● Excerpted text:
Joe’s second year in captivity was beginning on his birthday.
May 5, 1943
Hope a year from today I am celebrating my birthday under the Yanks. I'll celebrate today by eating rice and greens soup!
May 6 to May 29, 1943
Food is constantly getting worse and these darn Formosan guards [Japanese guards who previously had duty at the notorious island camps on Taiwan], armed with clubs, are using them plenty every day. Saw a guy get a hose broken across his back yesterday! Two men escaped this week. So far they haven't been able to find them. That of course made things worse. After they escaped, the Japs doubled the guard and made it stricter than ever on us.
‘Made to Dig Their Own Graves’
John Parsons, captured on Bataan in April 1942, described a new policy he witnessed in subsequent escape attempts.

● Supplied material:
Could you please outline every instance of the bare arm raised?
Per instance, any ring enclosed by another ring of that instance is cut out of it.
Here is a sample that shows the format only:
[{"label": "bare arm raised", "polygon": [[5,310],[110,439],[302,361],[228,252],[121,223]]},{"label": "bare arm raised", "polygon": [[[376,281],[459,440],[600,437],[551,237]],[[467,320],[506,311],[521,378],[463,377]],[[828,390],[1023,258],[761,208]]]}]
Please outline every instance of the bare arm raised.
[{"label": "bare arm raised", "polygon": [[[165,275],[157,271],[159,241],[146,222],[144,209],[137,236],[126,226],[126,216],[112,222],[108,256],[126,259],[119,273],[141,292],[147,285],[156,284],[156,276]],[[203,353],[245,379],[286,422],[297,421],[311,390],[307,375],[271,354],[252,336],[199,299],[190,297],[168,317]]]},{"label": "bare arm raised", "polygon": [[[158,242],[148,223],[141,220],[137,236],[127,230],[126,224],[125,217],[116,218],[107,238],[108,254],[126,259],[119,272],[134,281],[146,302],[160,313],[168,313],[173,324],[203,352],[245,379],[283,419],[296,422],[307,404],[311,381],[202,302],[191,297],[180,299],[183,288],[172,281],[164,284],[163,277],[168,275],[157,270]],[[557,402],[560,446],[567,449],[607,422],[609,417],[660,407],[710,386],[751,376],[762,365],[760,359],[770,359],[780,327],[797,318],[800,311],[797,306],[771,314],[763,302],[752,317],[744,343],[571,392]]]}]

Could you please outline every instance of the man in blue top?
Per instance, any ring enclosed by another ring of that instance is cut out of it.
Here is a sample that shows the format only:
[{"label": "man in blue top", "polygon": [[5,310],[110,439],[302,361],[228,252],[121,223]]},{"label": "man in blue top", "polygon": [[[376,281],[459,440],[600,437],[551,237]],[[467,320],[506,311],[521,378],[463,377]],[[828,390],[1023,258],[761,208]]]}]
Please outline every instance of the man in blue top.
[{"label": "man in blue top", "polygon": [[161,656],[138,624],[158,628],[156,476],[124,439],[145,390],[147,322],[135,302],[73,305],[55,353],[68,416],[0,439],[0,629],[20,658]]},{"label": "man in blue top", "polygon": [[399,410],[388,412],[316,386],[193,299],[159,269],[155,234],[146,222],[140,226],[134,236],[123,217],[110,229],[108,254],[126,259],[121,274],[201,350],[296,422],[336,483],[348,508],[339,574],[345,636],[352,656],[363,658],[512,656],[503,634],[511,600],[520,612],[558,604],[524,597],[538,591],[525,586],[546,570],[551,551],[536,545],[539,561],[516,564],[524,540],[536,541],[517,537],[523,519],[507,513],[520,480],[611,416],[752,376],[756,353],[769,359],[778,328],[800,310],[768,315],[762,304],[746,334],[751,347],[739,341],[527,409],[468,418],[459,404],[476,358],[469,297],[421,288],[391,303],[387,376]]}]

● Your tasks:
[a] Please rewrite the diary excerpt starting at "May 5, 1943" and ending at "ever on us.", substituting "barley" for "rice".
[b] In the diary excerpt, how many men escaped during the week described in the May 6 to May 29, 1943 entry?
[c] Translate this sentence from the diary excerpt into Spanish: "So far they haven't been able to find them."

● Answers for the tasks:
[a]
May 5, 1943
Hope a year from today I am celebrating my birthday under the Yanks. I'll celebrate today by eating barley and greens soup!
May 6 to May 29, 1943
Food is constantly getting worse and these darn Formosan guards [Japanese guards who previously had duty at the notorious island camps on Taiwan], armed with clubs, are using them plenty every day. Saw a guy get a hose broken across his back yesterday! Two men escaped this week. So far they haven't been able to find them. That of course made things worse. After they escaped, the Japs doubled the guard and made it stricter than ever on us.

[b] Two men.

[c] Hasta ahora no han podido encontrarlos.